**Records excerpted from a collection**
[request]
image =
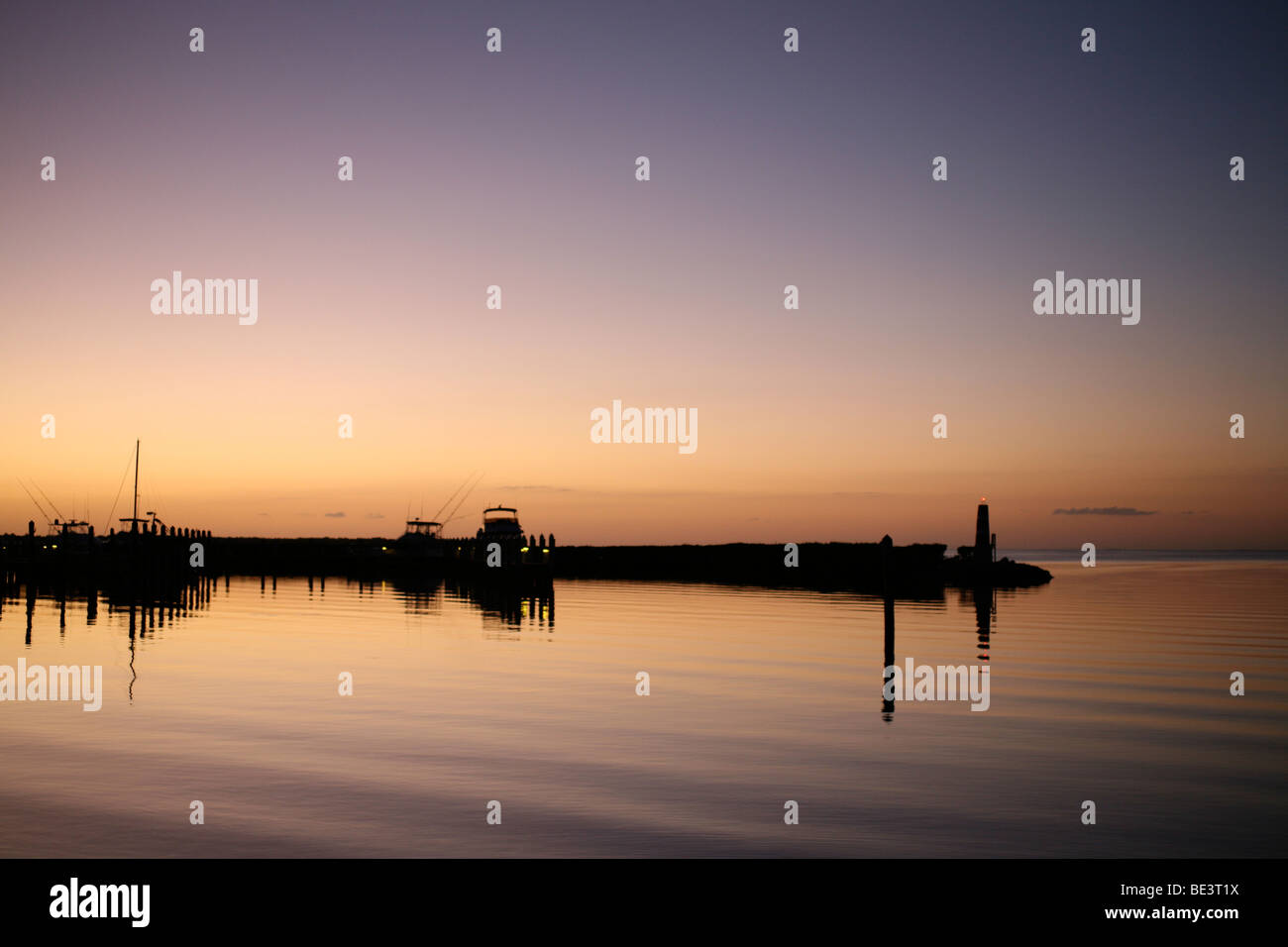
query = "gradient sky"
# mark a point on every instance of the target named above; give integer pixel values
(767, 169)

**Task to complete**
Omit the pictures, then give all the lines above again exactly.

**Your solution**
[request]
image =
query = "gradient sky"
# mark a point on every instance of the target named above; give integer pixel values
(767, 169)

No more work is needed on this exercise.